*DIRECTIONS*.
- a) From the post about Sputnik, translate this sentence into Spanish: "As George Orwell put it, whoever controls the past controls the future."
- b) In the post about Sputnik, switch "scientists" to "researchers" throughout the passage between "Over the past" and "sound dire enough.", inclusive, and give the passage with that change.
- c) In the post about Sputnik, why might our fondness for simple, heroic stories of triumph and progress hinder present efforts to gain more support for science? Answer in one to three sentences.

In conversations about the sad state of science literacy in America, Sputnik usually comes up. (It's not at Godwin's Law status yet, but it's close.) The argument is that we either are in a "Sputnik moment" that researchers can use to make the case for greater investment in science, or that we need such an event to reinforce the importance of science in this country.
The problem is, as David Goldston pointed out in this week's issue of Nature, that the story isn't so simple. America was not a scientific backwater at the time of the launch of Sputnik, and (as is often the case with events said to spark revolutions or renaissance) science spending was already on the increase beforehand. Sputnik may have placed a little more emphasis on technological development, but the change it spurred in science was not as dramatic, instantaneous, or sweeping as people seem to believe.
Our affinity for simple, heroic stories of triumph and progress might even hinder present efforts to gain more support for science because we are hoping for something unrealistic. As Goldston concludes;
As George Orwell put it, whoever controls the past controls the future. The stories we tell about the past influence how we go about building the future and how we respond to political obstacles today. The Sputnik itself was benign, but the heroic tale that it spawned can cause real damage. Scientists present the story as a heartening and apolitical Aesopian fable: science is first ignored, then the need for it is recognized by all, and then it rides singlehandedly to the rescue of the nation. That has left the scientific community far too easily discouraged when it confronts the real political world and needlessly short of stories to deploy on its own behalf.
Over the past year I have taken a much greater interest in the history of science, and it is surprising how often laments of the past mirror those made by scientists today. The problem is that too many scientists want to appeal to history for guidance but don't know how to separate favorite stories from real history. There has always been a struggle to improve science education and gain more funding for research, and some periods are more lean than others, but we do a disservice to ourselves if we continue to believe that science can be catapulted to the forefront if we make the situation sound dire enough.
- Log in to post comments
The story in microcosm:
Isaac Asimov wrote on several occasions that it was Sputnik which motivated him to become a full-time science writer and work for the education of the country. (He was happy to see his books translated into Russian, too.) However, he had been writing both science fiction and straight-up science for years before Sputnik; what changed was not so much his career but rather his emphasis and proportion.
So the Biological Sciences Curriculum Study was not established in response to Sputnik, as Ronald R. Numbers states in "The Creationists" (new edition, p. 264-265)?
Blake; Good analogy.

*DATA EXTRACT*.
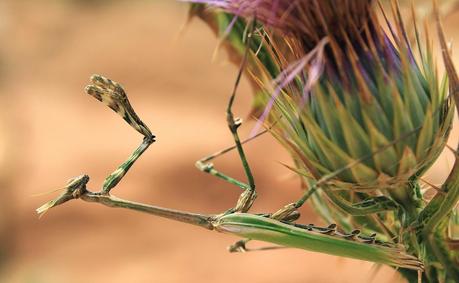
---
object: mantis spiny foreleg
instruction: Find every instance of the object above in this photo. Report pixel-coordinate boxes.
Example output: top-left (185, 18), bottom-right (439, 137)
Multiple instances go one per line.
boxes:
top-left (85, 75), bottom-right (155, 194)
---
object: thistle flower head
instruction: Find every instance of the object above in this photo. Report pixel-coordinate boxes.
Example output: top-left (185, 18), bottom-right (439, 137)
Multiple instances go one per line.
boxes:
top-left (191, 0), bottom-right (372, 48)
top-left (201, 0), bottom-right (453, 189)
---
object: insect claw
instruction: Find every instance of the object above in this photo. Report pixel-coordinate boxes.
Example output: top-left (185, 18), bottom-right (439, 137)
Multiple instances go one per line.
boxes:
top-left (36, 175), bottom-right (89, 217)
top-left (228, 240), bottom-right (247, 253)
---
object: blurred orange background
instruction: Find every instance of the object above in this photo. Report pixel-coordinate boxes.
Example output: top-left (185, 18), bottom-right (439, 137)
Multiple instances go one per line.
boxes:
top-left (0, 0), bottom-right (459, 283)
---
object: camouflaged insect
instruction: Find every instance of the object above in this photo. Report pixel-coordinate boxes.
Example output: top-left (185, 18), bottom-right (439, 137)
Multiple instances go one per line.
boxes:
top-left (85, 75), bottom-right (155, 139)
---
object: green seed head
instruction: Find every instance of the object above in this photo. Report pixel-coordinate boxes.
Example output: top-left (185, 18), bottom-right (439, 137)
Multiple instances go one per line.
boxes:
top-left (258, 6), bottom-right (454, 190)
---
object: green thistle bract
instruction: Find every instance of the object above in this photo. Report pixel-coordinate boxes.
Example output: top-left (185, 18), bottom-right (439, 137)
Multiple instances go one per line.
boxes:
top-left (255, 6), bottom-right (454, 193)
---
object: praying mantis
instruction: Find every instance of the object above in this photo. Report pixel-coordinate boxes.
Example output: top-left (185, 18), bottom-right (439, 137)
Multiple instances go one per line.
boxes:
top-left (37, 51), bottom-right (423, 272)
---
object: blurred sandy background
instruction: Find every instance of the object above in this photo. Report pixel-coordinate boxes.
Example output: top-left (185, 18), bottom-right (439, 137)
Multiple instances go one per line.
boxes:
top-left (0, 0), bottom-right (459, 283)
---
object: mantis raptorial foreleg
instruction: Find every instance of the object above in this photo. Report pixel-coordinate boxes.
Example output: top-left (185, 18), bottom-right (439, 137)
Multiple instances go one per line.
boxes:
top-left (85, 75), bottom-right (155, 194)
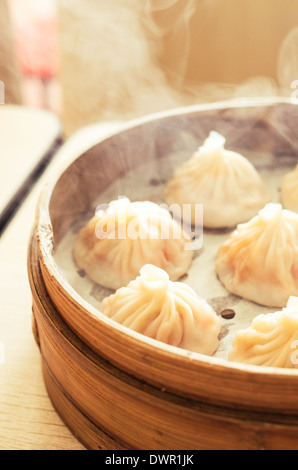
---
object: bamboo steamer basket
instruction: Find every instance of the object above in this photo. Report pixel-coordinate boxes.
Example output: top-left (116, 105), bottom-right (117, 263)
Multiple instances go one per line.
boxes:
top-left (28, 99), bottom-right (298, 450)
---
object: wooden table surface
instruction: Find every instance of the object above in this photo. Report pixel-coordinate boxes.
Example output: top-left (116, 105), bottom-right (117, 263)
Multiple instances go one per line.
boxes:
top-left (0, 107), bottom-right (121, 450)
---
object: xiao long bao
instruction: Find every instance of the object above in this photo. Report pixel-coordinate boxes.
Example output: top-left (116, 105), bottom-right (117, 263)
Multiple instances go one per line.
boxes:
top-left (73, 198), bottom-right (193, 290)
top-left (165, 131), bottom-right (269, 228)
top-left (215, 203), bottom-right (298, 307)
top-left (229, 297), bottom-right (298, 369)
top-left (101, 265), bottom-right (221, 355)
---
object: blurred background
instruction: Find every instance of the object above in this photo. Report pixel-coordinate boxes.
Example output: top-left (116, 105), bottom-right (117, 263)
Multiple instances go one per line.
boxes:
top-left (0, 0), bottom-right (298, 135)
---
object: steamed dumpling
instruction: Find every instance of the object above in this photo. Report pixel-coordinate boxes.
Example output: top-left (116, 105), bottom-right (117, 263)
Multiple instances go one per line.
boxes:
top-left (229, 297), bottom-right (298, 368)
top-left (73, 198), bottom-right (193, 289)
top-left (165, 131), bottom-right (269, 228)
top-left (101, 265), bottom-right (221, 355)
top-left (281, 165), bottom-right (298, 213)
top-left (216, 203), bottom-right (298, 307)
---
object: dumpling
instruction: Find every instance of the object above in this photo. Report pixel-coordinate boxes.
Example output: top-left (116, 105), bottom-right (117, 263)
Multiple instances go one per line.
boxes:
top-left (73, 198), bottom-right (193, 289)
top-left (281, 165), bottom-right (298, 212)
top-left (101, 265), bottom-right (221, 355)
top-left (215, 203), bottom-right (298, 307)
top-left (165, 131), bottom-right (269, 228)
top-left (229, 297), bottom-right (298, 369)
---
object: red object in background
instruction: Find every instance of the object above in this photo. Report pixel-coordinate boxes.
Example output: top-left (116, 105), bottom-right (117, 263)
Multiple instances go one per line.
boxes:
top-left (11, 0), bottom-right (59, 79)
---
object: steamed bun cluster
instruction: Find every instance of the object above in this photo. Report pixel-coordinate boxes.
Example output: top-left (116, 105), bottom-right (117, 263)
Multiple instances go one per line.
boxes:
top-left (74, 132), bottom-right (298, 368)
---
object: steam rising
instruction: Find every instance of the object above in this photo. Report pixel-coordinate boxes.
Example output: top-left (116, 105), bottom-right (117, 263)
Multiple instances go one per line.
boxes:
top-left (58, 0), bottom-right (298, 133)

*OUTPUTS BY TASK*.
- a) Como dijo George Orwell, quien controla el pasado controla el futuro.

- b)
Over the past year I have taken a much greater interest in the history of science, and it is surprising how often laments of the past mirror those made by researchers today. The problem is that too many researchers want to appeal to history for guidance but don't know how to separate favorite stories from real history. There has always been a struggle to improve science education and gain more funding for research, and some periods are more lean than others, but we do a disservice to ourselves if we continue to believe that science can be catapulted to the forefront if we make the situation sound dire enough.

- c) It might hinder those efforts because it leads us to hope for something unrealistic.